**Listed records**

— start —

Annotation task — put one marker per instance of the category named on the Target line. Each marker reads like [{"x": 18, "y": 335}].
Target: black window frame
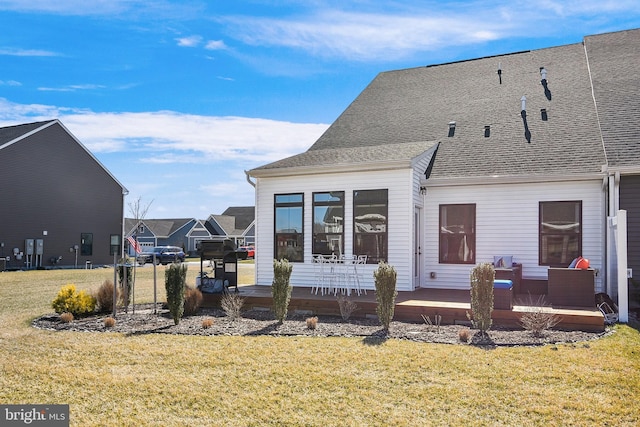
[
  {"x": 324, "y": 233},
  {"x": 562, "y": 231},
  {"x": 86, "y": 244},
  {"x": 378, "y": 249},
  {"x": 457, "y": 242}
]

— end —
— start —

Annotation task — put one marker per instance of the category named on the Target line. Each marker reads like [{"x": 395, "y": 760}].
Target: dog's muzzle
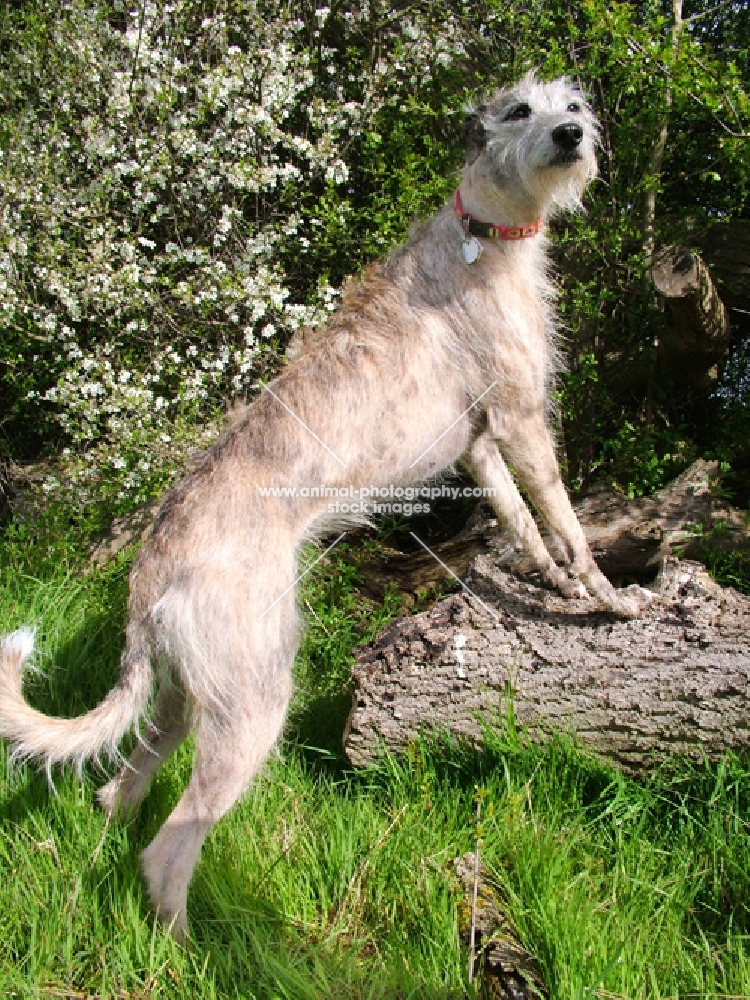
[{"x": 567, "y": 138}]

— end —

Count the lines in the records above that contain the string "instance", matching case exactly, and reply with that number alone.

2